● **WORK INSTRUCTIONS**
Copy out the lines of the records verbatim, starting at the line containing "task: outline the dark doorway" and ending at the line containing "[[[54,85],[54,93],[55,99],[65,99],[64,85],[60,81],[55,82]]]", both included.

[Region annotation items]
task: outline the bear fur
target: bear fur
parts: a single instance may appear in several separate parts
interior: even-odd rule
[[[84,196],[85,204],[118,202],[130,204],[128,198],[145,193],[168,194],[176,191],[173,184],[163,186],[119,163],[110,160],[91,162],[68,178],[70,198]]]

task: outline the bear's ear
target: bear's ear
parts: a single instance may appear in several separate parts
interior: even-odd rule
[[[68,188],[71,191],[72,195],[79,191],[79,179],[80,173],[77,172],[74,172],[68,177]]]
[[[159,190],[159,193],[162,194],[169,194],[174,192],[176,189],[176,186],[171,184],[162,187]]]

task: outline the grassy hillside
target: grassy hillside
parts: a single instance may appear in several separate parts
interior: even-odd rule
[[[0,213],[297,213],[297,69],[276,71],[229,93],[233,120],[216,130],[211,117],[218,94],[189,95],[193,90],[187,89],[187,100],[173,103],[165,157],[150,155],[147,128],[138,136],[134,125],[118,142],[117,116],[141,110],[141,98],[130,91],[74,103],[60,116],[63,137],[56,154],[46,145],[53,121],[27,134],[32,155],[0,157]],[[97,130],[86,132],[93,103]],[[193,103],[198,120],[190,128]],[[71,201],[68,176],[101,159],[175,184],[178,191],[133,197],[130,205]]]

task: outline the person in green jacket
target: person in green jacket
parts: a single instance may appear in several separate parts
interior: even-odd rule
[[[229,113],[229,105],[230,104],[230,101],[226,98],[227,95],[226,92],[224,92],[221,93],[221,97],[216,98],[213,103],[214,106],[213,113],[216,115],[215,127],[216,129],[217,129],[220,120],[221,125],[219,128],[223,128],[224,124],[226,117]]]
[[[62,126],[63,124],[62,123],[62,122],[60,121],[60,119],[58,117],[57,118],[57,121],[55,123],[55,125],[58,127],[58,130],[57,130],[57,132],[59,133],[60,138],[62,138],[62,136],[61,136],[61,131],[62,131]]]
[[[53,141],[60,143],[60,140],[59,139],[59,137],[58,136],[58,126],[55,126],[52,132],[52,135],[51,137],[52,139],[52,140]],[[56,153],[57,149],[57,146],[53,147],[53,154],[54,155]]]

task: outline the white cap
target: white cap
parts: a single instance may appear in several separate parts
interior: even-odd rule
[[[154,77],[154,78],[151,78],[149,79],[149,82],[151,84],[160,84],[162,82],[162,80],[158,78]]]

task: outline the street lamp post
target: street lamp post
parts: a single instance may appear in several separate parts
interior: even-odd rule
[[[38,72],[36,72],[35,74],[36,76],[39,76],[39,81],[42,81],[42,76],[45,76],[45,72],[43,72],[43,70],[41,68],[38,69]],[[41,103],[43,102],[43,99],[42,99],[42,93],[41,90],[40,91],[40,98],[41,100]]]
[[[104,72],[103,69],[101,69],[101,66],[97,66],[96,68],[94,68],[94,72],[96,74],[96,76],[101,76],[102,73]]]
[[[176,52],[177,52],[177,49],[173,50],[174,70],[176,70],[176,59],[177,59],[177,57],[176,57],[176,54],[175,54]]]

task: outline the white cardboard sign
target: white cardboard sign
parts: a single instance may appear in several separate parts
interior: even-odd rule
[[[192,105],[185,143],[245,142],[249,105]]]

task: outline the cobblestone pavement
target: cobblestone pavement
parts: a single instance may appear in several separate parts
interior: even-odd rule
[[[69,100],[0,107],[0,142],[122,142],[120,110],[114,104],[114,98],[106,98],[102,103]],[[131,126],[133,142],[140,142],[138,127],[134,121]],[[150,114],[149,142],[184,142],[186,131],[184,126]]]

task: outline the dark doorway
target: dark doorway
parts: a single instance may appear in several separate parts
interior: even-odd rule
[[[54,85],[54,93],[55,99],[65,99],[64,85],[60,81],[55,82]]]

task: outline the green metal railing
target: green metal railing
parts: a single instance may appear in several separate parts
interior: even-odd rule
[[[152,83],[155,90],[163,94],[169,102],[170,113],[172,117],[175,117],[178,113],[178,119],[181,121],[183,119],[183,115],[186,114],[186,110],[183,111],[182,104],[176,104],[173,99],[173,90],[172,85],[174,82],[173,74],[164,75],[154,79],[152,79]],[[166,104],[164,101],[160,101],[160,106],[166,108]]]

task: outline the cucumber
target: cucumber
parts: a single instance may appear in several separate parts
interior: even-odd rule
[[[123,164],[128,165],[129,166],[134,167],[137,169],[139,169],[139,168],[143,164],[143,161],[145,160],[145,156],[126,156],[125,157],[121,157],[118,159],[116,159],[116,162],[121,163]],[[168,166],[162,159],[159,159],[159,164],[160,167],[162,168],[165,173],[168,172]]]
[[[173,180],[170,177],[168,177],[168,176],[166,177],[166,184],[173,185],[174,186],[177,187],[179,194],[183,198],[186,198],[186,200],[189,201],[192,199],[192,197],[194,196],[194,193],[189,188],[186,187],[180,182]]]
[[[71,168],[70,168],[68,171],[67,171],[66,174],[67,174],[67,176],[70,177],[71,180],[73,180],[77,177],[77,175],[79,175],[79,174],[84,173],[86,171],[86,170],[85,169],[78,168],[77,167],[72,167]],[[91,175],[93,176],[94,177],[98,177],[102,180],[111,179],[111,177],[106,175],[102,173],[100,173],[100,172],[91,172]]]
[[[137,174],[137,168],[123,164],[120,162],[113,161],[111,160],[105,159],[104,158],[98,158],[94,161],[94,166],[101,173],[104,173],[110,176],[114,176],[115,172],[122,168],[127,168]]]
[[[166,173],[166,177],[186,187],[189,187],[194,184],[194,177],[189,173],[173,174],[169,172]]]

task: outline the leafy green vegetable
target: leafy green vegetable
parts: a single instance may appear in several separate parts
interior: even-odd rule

● **EXERCISE RESULT**
task: outline the dark doorway
target: dark doorway
parts: a single instance may appear in several separate parts
interior: even-odd rule
[[[54,85],[54,93],[55,99],[65,99],[64,85],[60,81],[55,82]]]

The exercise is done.